Next, we consider the secret keys of \(TV_{w} \in {\mathtt {TVSet}}_{2T - t_i}\). For \(TV_{w}\), let \(TV_{w} = (K_0^*,\ldots , K_{d-1}^*,K_d,\ldots ,K_{\widetilde{n}})\). We generate the secret key of \((K_0^*,\ldots , K_{d-1}^*,K_d)\) and use this secret key to derive the secret key of \(TV_{w}\). \({\mathscr {B}}\) picks random \(\widetilde{r}_{B} \xleftarrow {\text {U}} {\mathbb {Z}}_p\). We pose \(\widetilde{r}_{B} = \alpha ^{d+1} + r_{B} (K_d^* - K_d)\). \({\mathscr {B}}\) computes
$$\begin{aligned} \begin{aligned} d&_{(K_0^*,\ldots , K_{d-1}^*,K_d)}\\&\leftarrow \left( g^{-\widetilde{\xi }} \cdot g^{\alpha ^{\ell - d + 1}\widetilde{r}_{B} } \cdot \left\{ \left( \prod _{i=0}^{d-1} y_{d}^{\gamma _{i}K_{i}^{*}} \cdot y_{d}^{\gamma _{d}K_{d}} \cdot y_{d}^{\delta _{B}} \cdot \prod _{j=d+1}^{n} y_{\ell - j + d +1}^{K_{j}^{*}}\right) \right. \right. \\&\quad \cdot \left. \left( \prod _{i=0}^{d-1} g^{\gamma _i K_i^*}\cdot g^{\gamma _d K_d} \cdot g^{\delta _R}\cdot \prod _{j=d+1}^n g^{(\alpha ^{\ell -j+1}) K_{j}^{*}}\right) ^{-\widetilde{r}_{B}} \right\} ^{\frac{1}{K_{d}^{*} - K_{d}}},\\&(g^{\widetilde{r}_{R}}\cdot y_u^{-1} )^\frac{1}{K_u^* - K_u}, (g^{\gamma _{n+1} \widetilde{r}_{B}}\cdot y_u^{-\gamma _{n+1}}\cdot y_{\ell -n-1}^{\widetilde{r}_{B}}\cdot y_{\ell -n+u})^{\frac{1}{K_u-K_u^*}},\ldots ,\\&\quad \times \left. (g^{\gamma _{\ell } \widetilde{r}_{B}}\cdot y_u^{-\gamma _{\ell }}\cdot y_{0}^{\widetilde{r}_{B}}\cdot y_{u+1})^{\frac{1}{K_u-K_u^*}} \right) . \end{aligned} \end{aligned}$$\({\mathscr {B}}\) generates the secret key of \(TV_{w}\) from this secret key.

* REQUIRED WORK
Answer these questions about the text on secret keys:
1. To which set does TV_w belong?
2. From what set does 𝓑 pick r̃_B at random?
3. Which secret key is generated first and then used to derive the secret key of TV_w?

* EXTRACTED INFORMATION
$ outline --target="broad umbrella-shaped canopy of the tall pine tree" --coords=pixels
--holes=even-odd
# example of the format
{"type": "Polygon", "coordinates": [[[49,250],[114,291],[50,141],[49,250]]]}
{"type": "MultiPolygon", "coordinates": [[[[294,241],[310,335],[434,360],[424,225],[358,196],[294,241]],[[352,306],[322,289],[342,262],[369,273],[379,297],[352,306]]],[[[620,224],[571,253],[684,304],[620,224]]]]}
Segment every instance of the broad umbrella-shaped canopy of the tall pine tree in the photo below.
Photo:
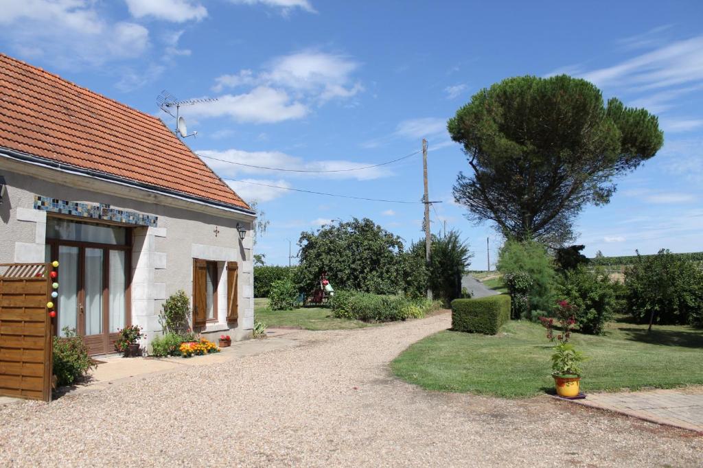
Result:
{"type": "Polygon", "coordinates": [[[482,89],[449,120],[472,174],[460,173],[456,201],[476,222],[504,235],[561,245],[587,204],[607,204],[614,179],[636,169],[664,143],[657,117],[604,105],[583,79],[514,77],[482,89]]]}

* FINISHED TASK
1. TVSet_{2T − t_i}
2. ℤ_p, chosen uniformly at random
3. The secret key of (K_0^*, …, K_{d−1}^*, K_d)